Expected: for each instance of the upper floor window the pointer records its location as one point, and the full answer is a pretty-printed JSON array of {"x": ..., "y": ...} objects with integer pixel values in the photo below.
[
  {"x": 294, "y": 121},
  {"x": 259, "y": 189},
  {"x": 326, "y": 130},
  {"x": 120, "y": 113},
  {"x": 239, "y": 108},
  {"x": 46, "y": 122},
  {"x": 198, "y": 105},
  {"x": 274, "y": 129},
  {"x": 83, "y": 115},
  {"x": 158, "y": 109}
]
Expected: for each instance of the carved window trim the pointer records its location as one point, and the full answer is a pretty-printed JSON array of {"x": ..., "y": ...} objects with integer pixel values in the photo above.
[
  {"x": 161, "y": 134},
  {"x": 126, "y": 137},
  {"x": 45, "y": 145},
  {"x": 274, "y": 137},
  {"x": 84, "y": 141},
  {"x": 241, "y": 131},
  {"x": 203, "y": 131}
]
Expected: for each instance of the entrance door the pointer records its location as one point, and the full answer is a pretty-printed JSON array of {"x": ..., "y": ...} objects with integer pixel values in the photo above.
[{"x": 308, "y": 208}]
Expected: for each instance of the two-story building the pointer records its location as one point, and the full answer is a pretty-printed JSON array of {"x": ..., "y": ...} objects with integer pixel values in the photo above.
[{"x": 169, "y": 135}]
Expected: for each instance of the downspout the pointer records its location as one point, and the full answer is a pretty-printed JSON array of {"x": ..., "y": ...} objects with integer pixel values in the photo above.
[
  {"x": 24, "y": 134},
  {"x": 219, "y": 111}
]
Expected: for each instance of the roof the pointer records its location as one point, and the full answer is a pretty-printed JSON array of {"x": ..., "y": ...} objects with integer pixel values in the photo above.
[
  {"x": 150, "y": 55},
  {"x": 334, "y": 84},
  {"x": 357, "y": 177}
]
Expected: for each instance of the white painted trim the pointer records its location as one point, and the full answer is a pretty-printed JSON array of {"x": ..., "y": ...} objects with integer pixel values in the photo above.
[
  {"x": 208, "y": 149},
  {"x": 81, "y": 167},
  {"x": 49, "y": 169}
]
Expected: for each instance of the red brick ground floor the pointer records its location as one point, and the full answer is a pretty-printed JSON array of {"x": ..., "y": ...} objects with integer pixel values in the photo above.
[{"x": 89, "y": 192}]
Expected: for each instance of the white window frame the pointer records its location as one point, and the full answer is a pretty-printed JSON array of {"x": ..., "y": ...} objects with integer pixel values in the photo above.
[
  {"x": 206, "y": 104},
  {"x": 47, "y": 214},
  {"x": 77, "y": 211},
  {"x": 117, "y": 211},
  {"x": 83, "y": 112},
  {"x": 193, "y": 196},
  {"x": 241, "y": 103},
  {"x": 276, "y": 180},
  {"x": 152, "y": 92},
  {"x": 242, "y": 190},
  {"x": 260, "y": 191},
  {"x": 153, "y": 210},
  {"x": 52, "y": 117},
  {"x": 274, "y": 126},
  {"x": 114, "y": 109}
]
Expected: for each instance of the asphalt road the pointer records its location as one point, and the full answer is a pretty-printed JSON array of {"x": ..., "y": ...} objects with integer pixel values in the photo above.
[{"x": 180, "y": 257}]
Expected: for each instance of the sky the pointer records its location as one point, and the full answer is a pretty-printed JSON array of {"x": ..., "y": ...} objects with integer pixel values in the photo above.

__Task directions__:
Put each line of the entries above into a Markdown table with the columns No. and Line. Number the rows and skip any blank lines.

__The completed task__:
| No. | Line |
|---|---|
| 1 | Expected: for each instance of the upper floor window the pointer records its location as one point, and the full answer is a pretty-printed JSON array of {"x": ..., "y": ...} objects with integer pixel values in the photo below. |
| 2 | [ |
| 3 |   {"x": 294, "y": 121}, |
| 4 |   {"x": 259, "y": 189}, |
| 5 |   {"x": 326, "y": 130}, |
| 6 |   {"x": 120, "y": 113}, |
| 7 |   {"x": 239, "y": 108}, |
| 8 |   {"x": 46, "y": 122}, |
| 9 |   {"x": 198, "y": 105}, |
| 10 |   {"x": 274, "y": 129}, |
| 11 |   {"x": 83, "y": 115}, |
| 12 |   {"x": 158, "y": 109} |
| 13 | ] |
| 14 | Expected: for each instance of the carved window trim the pointer records its location as one point, and the full answer is a pretty-printed JSON array of {"x": ..., "y": ...} objects with integer pixel values in the photo above. |
| 15 | [ |
| 16 |   {"x": 161, "y": 134}, |
| 17 |   {"x": 126, "y": 137}, |
| 18 |   {"x": 45, "y": 145}, |
| 19 |   {"x": 274, "y": 137}, |
| 20 |   {"x": 84, "y": 141}, |
| 21 |   {"x": 241, "y": 131}, |
| 22 |   {"x": 203, "y": 131} |
| 23 | ] |
| 24 | Expected: for each instance of the entrance door the pointer records its location as one point, and the full answer is a pretty-printed JSON array of {"x": ..., "y": ...} objects with integer pixel values in the photo above. |
| 25 | [{"x": 308, "y": 208}] |
| 26 | Expected: for each instance of the two-story building the pointer records its location as one point, and the full answer is a pretty-printed JSON array of {"x": ..., "y": ...} objects with integer pixel values in the photo above. |
| 27 | [{"x": 169, "y": 135}] |
| 28 | Expected: for each instance of the downspout the pointer records its location as one point, and the full answer is a pretty-printed JSON array of {"x": ..., "y": ...} objects with integer pixel values in the photo above. |
| 29 | [ |
| 30 |   {"x": 24, "y": 134}, |
| 31 |   {"x": 219, "y": 111} |
| 32 | ] |
| 33 | Expected: for each instance of the roof the pointer records its location as one point, and the full answer is a pretty-printed JSON array of {"x": ..., "y": ...} objects with integer pixel values in the photo above. |
| 34 | [ |
| 35 |   {"x": 150, "y": 55}, |
| 36 |   {"x": 334, "y": 84}, |
| 37 |   {"x": 357, "y": 177} |
| 38 | ] |
| 39 | Expected: for each instance of the white painted trim the pointer records its location as one point, and the full answer is a pretty-printed JSON array of {"x": ..., "y": ...} objects with integer pixel values in the photo above. |
| 40 | [ |
| 41 |   {"x": 208, "y": 149}, |
| 42 |   {"x": 81, "y": 167}, |
| 43 |   {"x": 49, "y": 169} |
| 44 | ] |
| 45 | Expected: for each instance of the red brick ground floor the pointer records its location as one point, and the full answer is a pretty-printed JSON array of {"x": ..., "y": ...} objects with integer pixel values in the photo above. |
| 46 | [{"x": 89, "y": 192}] |
| 47 | Expected: for each instance of the white window frame the pointer records its location as one point, and the full answer is a pretty-printed JSON array of {"x": ..., "y": ...} objects with integer pixel values in the photo above. |
| 48 | [ |
| 49 |   {"x": 206, "y": 104}, |
| 50 |   {"x": 47, "y": 214}, |
| 51 |   {"x": 77, "y": 211}, |
| 52 |   {"x": 117, "y": 211}, |
| 53 |   {"x": 83, "y": 112}, |
| 54 |   {"x": 193, "y": 196}, |
| 55 |   {"x": 241, "y": 103}, |
| 56 |   {"x": 276, "y": 180}, |
| 57 |   {"x": 152, "y": 92}, |
| 58 |   {"x": 242, "y": 190}, |
| 59 |   {"x": 260, "y": 191}, |
| 60 |   {"x": 153, "y": 210}, |
| 61 |   {"x": 52, "y": 117}, |
| 62 |   {"x": 274, "y": 126}, |
| 63 |   {"x": 114, "y": 109} |
| 64 | ] |
| 65 | Expected: for each instance of the asphalt road the pointer records its location as one point, and the full answer is a pretty-printed JSON array of {"x": ..., "y": ...} objects with integer pixel values in the photo above. |
| 66 | [{"x": 180, "y": 257}] |
| 67 | Expected: for each instance of the sky the pointer records its location as one point, and the full answer is a pretty-printed JSON array of {"x": ..., "y": ...} objects with integer pixel values in the photo above. |